— Start MATERIAL FOR THE TASK —
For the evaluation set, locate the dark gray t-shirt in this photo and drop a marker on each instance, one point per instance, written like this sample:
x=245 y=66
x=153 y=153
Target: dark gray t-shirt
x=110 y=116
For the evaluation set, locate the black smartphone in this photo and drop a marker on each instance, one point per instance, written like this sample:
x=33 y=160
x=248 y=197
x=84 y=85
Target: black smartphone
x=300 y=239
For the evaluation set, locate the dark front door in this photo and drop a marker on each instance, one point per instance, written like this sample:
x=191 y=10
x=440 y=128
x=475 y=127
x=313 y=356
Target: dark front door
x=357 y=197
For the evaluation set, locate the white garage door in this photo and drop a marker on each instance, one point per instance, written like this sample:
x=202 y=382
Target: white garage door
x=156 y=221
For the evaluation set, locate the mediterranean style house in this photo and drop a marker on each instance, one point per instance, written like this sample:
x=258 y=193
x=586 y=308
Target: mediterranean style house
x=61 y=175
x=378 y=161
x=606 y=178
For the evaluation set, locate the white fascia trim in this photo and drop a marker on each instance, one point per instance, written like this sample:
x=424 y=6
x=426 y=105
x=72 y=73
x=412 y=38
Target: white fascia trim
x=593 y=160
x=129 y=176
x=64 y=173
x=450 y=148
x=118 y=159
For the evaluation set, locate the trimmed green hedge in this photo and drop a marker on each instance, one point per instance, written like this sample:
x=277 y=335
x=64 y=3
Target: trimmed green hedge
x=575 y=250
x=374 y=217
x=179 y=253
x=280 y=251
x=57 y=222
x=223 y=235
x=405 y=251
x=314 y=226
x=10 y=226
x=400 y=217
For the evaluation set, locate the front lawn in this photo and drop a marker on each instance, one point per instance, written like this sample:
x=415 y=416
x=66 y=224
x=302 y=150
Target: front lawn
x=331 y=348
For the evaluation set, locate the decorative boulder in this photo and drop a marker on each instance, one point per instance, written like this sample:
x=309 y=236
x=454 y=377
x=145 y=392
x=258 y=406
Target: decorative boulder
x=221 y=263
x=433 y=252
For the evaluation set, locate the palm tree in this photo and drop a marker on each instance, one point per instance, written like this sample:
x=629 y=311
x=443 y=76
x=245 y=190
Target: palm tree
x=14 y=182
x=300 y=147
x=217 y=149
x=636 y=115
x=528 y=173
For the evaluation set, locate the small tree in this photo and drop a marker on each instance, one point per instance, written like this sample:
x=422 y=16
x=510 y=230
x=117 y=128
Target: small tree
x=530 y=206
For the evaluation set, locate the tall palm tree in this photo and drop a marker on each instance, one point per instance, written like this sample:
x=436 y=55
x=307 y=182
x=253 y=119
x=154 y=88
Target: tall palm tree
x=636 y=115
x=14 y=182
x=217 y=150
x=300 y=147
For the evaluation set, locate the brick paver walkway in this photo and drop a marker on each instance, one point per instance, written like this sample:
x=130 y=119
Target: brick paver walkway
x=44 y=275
— End MATERIAL FOR THE TASK —
**WRITTEN INSTRUCTION:**
Copy out every line of the records above, word for word, with no changes.

**CORRECT OUTPUT:**
For the evaluation set, locate the dark gray t-shirt in this photo and drop a marker on each instance, one point per instance, written like this sample:
x=245 y=66
x=153 y=153
Target: dark gray t-shirt
x=110 y=116
For the evaluation set, locate the black smartphone in this photo and drop a marker on each instance, one point per instance, written like this sample:
x=33 y=160
x=248 y=197
x=84 y=85
Target: black smartphone
x=300 y=239
For the evaluation set, locate the dark front door in this photo and drop a marker on each instance, one point per instance, written like this sample:
x=191 y=10
x=440 y=128
x=475 y=127
x=313 y=356
Target: dark front door
x=357 y=197
For the evaluation set, locate the white garage door in this photo and drop a marker on each instance, one point per instance, written like this sample:
x=202 y=382
Target: white garage door
x=156 y=221
For the evaluation set, locate the mediterranean style house in this photo and drop a marker on each instance, one point per instance, written like this sample:
x=258 y=193
x=586 y=308
Target: mediterranean style house
x=61 y=175
x=378 y=161
x=606 y=178
For the evaluation set, locate the white fascia trim in this photo and drop a marker on each instance, one point per instance, written like this sample:
x=424 y=6
x=426 y=105
x=72 y=73
x=412 y=38
Target: white fascia trim
x=593 y=160
x=129 y=176
x=64 y=173
x=450 y=148
x=118 y=159
For the evaluation set, locate the trimmed green hedge in this photo and drop a marker on each instance, one point per instance, written like this sample:
x=277 y=335
x=64 y=3
Target: trimmed green hedge
x=575 y=250
x=374 y=217
x=179 y=253
x=280 y=251
x=57 y=222
x=223 y=235
x=405 y=251
x=314 y=226
x=10 y=226
x=400 y=217
For the evaluation set, locate the front lawn in this photo and drop a marker on each instance, one point per instance, written like this sample:
x=415 y=416
x=66 y=224
x=302 y=150
Target: front lawn
x=331 y=348
For the evaluation set, locate the decorative boulder in this photo and drop a marker on each instance, one point per instance, written like this sample:
x=309 y=236
x=454 y=377
x=145 y=392
x=258 y=406
Target: decorative boulder
x=221 y=263
x=433 y=252
For the evaluation set, locate the palm tree in this photo and drop a marker on each instance, one point per instance, written like this sample:
x=629 y=311
x=443 y=76
x=245 y=190
Target: palm tree
x=14 y=182
x=300 y=147
x=217 y=149
x=636 y=115
x=528 y=173
For the evaluation set, locate the small tree in this photo and drop a marker on each instance, one point per instance, written like this sample:
x=422 y=16
x=510 y=230
x=117 y=128
Target: small tree
x=530 y=206
For the evaluation set, locate the tall palm tree in this photo and drop a marker on each instance, one point per instance, written like this sample:
x=436 y=55
x=307 y=182
x=253 y=119
x=154 y=88
Target: tall palm tree
x=636 y=115
x=14 y=182
x=217 y=150
x=300 y=147
For the evaluation set, locate the brick paver walkway in this photo and drop a marker on each instance, one point per instance, written like this sample:
x=130 y=119
Target: brick paver walkway
x=44 y=275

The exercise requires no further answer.